- DIRECTION A
Answer these questions about the article on the battlefield dig, one line each:
(i) What was the amount of the New Jersey Historical Commission grant Janofsky received?
(ii) Which volunteer found the femur, and on what date?
(iii) How much more money did the county give to continue the work?

- GIVEN TEXT
+++

Historians are hopeful that they may be able to find descendants of the soldiers.

One of the skulls uncovered is believed to have been from a soldier, approximately age 17 to 19, the age of many of Janofsky’s Rowan students.

“Now, we have a better opportunity to tell a more complete story of these individuals,” said Janofsky, who teaches classes in public history, material culture and pre-Civil War America and who got her bachelor’s from the University of Scranton, her master’s from Villanova and her doctorate from Temple. “Who were they? Why were they here? What was their fate? It gives the public a more nuanced understanding of the history.”

University spokesperson Joe Cardona said uncovering such a mass burial sites from the Revolutionary War is rare. All mass grave sites from the battlefield were thought to have been uncovered by the early 1900s. But in 2020, Gloucester County bought a quarter acre wooded site, which included a part of the trench. The family that owned the site and knew of its potential historic context, Janofsky said, approached the county about the sale. Janofsky got a $19,000 New Jersey Historical Commission grant to conduct the initial dig there, as well as a public education and outreach program, the university said. The work included four public digs this summer, the last one on June 26, when the femur was found by one of the volunteers, Wayne Wilson, 50, a union electrician from West Deptford.

“The whole thing has been nothing short of amazing,” Wilson said.

West Deptford police were even called in to make sure it wasn’t a crime scene, Cardona said. The county gave $30,000 more to continue the work. Then a 5-by-5-foot dig section grew to 10-by-13 feet. Cardona said there’s probably more to discover. The trench actually extends well beyond the quarter-acre under an adjacent neighborhood, he said. But the digging at this time has stopped.

Non-human items from the dig eventually will be showcased somewhere at the park, Cardona said. The trench will be filled in and the human remains will be reburied at a place to be determined. But the discovery will become part of the ongoing educational program at the battlefield.

“It’s one thing to discuss the battle in the abstract,” Janofsky said. “It’s another to witness firsthand the violence of that day.”

+++

- DIRECTION B
Reproduce the records from the line containing "Category: golden maple leaf" through the end of the records. Replace "golden maple leaf" with "gold maple leaf" and leave everything else unchanged.

+++

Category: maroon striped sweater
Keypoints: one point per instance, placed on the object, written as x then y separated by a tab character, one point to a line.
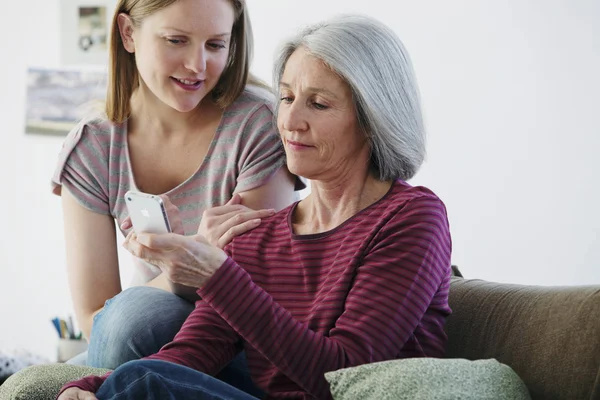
375	288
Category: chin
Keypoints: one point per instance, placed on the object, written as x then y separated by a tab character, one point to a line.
187	107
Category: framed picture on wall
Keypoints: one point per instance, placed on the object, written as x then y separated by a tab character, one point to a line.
58	98
84	31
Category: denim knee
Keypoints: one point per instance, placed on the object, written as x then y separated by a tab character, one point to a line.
134	324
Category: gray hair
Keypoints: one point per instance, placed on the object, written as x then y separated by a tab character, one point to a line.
372	60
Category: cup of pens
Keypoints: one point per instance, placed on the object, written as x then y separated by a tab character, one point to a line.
70	343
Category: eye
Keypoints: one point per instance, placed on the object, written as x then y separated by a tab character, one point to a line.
216	46
175	41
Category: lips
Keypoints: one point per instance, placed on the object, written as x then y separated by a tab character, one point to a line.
188	84
294	143
187	81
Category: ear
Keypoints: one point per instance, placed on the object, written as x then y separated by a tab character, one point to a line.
126	32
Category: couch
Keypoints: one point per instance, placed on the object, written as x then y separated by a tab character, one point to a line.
550	336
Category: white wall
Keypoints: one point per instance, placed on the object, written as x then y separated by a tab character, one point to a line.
511	94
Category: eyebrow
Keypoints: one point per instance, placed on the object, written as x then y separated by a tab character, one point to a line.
311	89
225	34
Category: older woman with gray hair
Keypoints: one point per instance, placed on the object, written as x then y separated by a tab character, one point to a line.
357	272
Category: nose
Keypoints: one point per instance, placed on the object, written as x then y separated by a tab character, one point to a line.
292	117
196	60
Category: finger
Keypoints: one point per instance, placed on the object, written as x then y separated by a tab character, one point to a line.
140	251
126	224
237	230
239	218
165	241
88	396
226	209
235	199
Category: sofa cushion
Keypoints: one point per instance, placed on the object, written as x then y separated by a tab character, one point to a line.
427	378
43	382
549	335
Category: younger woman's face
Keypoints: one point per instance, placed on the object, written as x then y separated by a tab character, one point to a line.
181	50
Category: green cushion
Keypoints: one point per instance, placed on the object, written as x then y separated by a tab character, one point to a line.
43	382
428	378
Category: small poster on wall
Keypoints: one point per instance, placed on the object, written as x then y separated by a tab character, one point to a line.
85	31
58	98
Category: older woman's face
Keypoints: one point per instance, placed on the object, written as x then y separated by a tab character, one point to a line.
317	121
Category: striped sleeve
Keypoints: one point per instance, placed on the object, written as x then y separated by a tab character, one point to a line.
262	154
83	169
394	286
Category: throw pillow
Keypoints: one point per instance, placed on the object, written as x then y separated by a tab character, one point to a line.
43	382
428	378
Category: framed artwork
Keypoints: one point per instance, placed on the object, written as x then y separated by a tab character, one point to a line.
58	98
85	30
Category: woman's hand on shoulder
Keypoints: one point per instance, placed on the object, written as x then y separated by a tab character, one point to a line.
76	394
221	224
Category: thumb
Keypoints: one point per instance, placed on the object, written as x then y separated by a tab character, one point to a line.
164	241
235	199
126	224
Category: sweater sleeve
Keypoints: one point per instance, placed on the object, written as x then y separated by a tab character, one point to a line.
262	154
396	283
83	166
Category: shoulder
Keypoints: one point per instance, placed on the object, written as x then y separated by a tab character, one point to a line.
253	98
94	130
414	204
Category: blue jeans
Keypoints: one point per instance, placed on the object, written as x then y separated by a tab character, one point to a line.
161	380
140	320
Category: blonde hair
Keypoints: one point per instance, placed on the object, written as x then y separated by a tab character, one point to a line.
123	76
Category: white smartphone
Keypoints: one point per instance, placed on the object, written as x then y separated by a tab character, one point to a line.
147	212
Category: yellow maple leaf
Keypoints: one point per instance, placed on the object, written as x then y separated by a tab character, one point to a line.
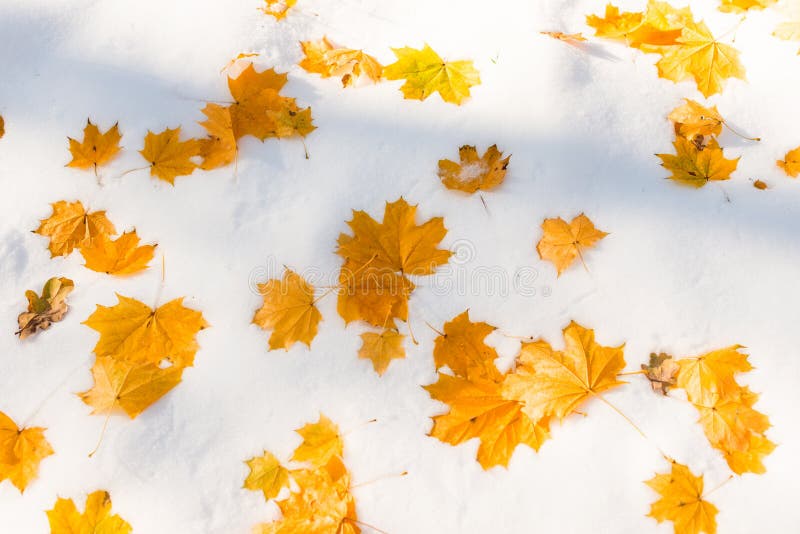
382	348
47	309
288	310
126	386
472	172
477	409
561	243
70	226
267	475
168	156
681	501
553	383
96	518
425	73
326	59
121	256
134	332
96	149
791	162
695	166
21	452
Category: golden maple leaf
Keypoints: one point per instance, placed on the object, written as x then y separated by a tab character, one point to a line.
425	73
168	156
21	452
126	386
47	309
134	332
96	149
681	501
561	243
121	256
267	475
326	59
70	226
791	162
553	383
382	348
473	172
695	166
478	409
288	310
96	518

+++

- FULL SOLUTION A
(i) $19,000
(ii) Wayne Wilson, on June 26
(iii) $30,000

- FULL SOLUTION B
Category: gold maple leaf
Keypoints: one point per instance, placed on the object, written as x then y separated by a tab character, one point to a line.
425	73
168	156
21	452
126	386
47	309
134	332
96	149
681	501
561	243
121	256
267	475
326	59
70	226
791	162
553	383
382	348
473	172
695	166
478	409
288	310
96	518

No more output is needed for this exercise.